- **Excerpt to read**:
Certified – So you think you can dance?



Learn the Steps or Feel the Beat?
Everyone who ever attended event night at one of the major software vendors’ user conferences knows, “Real IT people don’t dance” (or should I say “IT people don’t really dance”). Yet I plan to use a dance analogy when discussing the various best practice frameworks and methods we IT people like to get certified in. Frameworks and methods like (here we go): ITIL, CobIT, Prince2,PMbok, RUP, Tickit, TOGAF, etc.Did you ever wonder why there is a world championship for ballroom dancing, but not one for individual dances such as the Waltz, the Foxtrot or the Tango? I bet you never did. But actually there are only two championship categories, Standard and Latin. (source: www.wikipedia.org/wiki/Ballroom_dance).

I guess the reason is that if you can only do one dance (like the one you learned for your wedding party) you’re not really considered a dancer. Now, just like the previously mentioned IT methods, these dances are distinctly different. However, they do share a standard vocabulary, standard exams and common framework of reference.

Now in Holland, if we have two people with a joint idea they start an association (or maybe a “coffee”-shop). And if two guys across the river have a similar idea, they start one too. Of course in our Dutch melting pot of cultures, we have historically had a good reason for all these separate associations: one was Catholic, one reformed, one Protestant, one Lutheran, one Jewish and one typically atheist (a.k.a. communist/socialist). But what is our excuse in IT to have so many?

There are some promising signs we are coming to our senses in IT. Maybe the credit crunch crisis has some benefit after all? The PMI (member wise one of the largest bodies) is looking over the wall, by participating in Agile2009, presenting at Fusion09 and even attending the Gartner PPM summit. CobIT and ITIL have published guidance on how they best work together. The DSDM Consortium Benelux is now also the Agile Consortium i.o. And a relatively new movement like Lean is bridging the very different worlds (or should we rather say different galaxies) of IT development and IT operations.

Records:

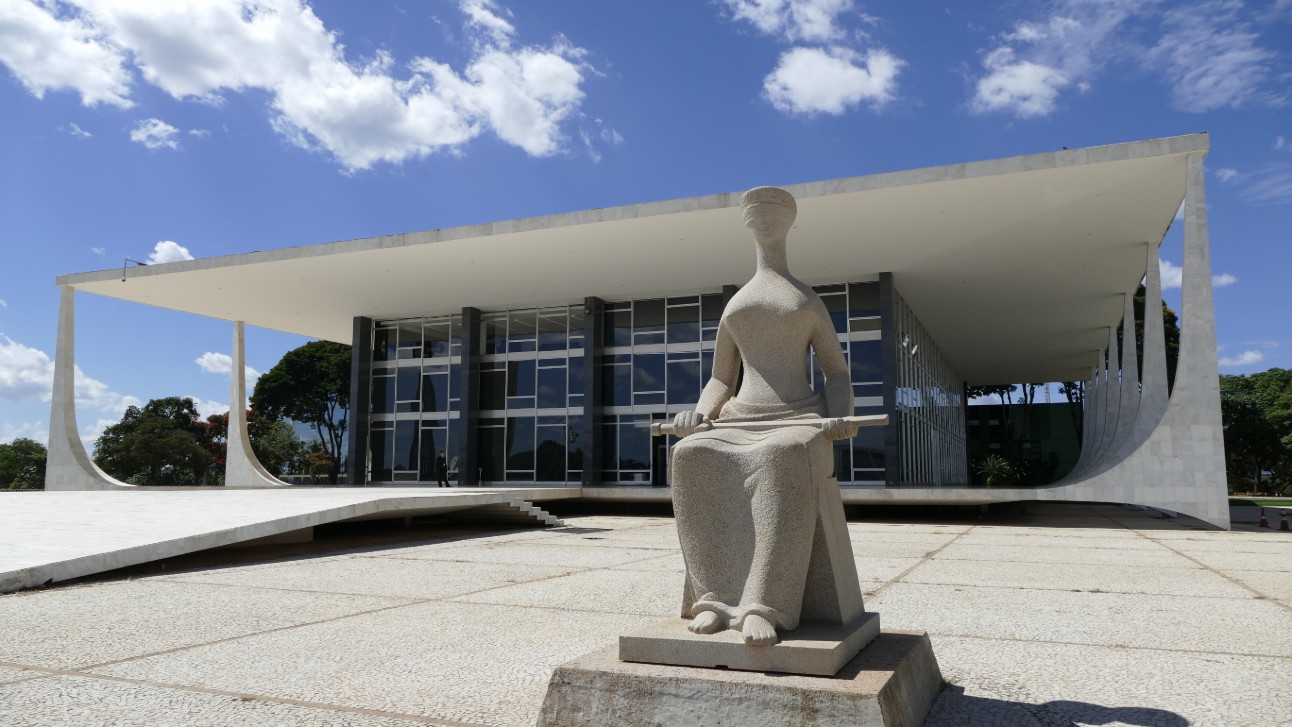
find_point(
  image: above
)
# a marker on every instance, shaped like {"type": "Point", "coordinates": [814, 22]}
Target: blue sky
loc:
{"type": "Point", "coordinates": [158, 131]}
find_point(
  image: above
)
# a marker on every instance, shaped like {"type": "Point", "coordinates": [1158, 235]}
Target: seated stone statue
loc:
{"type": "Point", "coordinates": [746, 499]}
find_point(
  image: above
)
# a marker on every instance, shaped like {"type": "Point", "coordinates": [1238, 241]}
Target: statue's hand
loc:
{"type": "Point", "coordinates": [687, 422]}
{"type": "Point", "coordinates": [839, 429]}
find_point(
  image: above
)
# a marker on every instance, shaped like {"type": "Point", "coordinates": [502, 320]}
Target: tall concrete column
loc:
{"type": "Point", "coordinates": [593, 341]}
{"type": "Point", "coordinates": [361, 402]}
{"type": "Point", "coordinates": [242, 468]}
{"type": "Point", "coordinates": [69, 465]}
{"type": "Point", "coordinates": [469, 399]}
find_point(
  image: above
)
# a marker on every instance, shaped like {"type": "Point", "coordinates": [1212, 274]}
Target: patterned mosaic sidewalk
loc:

==

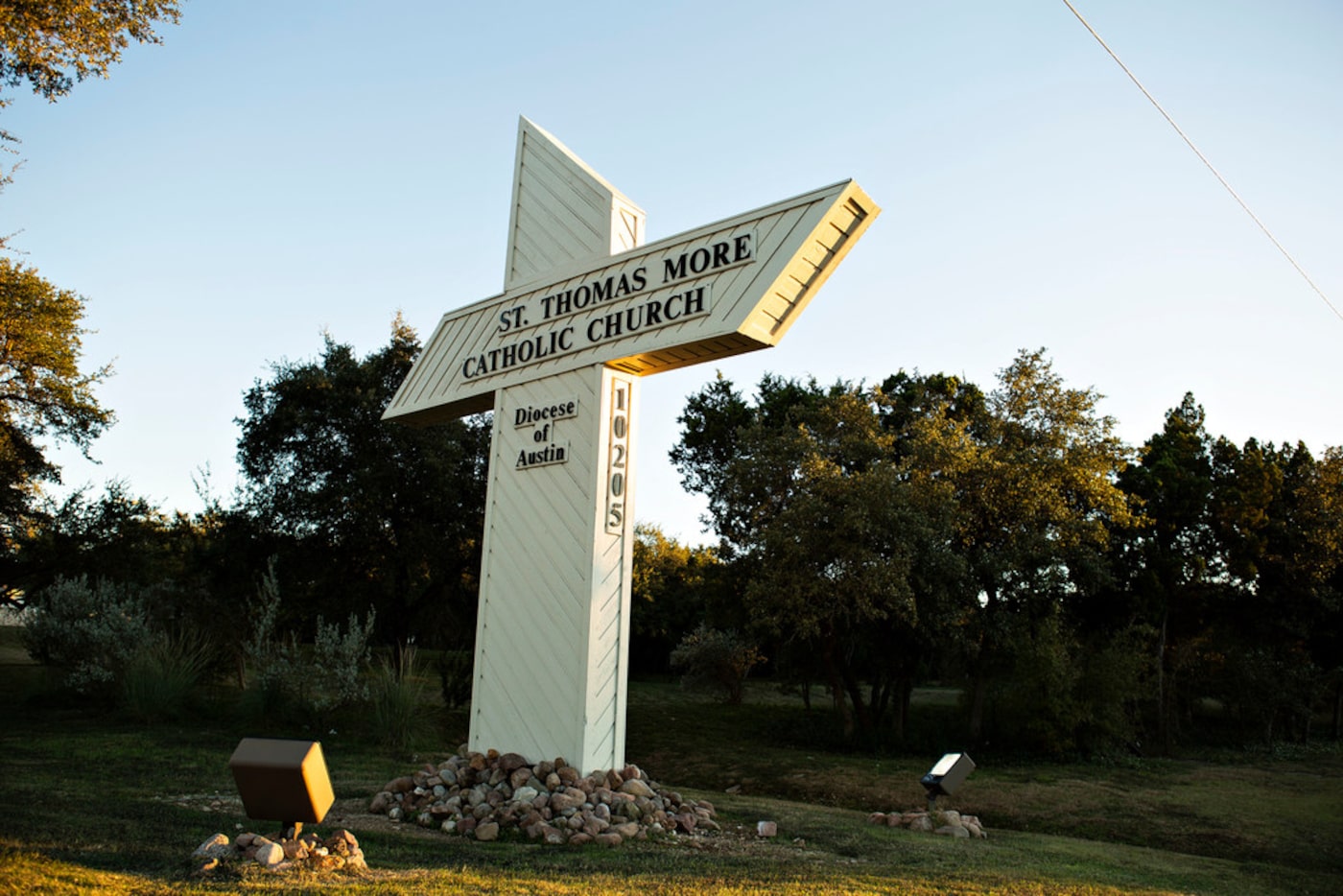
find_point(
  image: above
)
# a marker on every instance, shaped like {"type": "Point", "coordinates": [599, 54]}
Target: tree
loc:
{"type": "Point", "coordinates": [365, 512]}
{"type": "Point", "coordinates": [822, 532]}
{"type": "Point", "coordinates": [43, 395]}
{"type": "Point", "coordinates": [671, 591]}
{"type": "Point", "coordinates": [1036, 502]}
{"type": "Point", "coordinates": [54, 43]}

- **Given instruction A**:
Answer these questions from the article on IT certification:
(i) What are the only two championship categories in ballroom dancing?
(ii) At which three events is the PMI described as taking part?
(iii) Which two frameworks have published guidance on how they best work together?
- **Given instruction B**: Reproduce the passage of the article on IT certification word for word, from "I guess the" to "framework of reference.".

- **Exercise answer A**:
(i) Standard and Latin.
(ii) Agile2009, Fusion09 and the Gartner PPM summit.
(iii) CobIT and ITIL.

- **Exercise answer B**:
I guess the reason is that if you can only do one dance (like the one you learned for your wedding party) you’re not really considered a dancer. Now, just like the previously mentioned IT methods, these dances are distinctly different. However, they do share a standard vocabulary, standard exams and common framework of reference.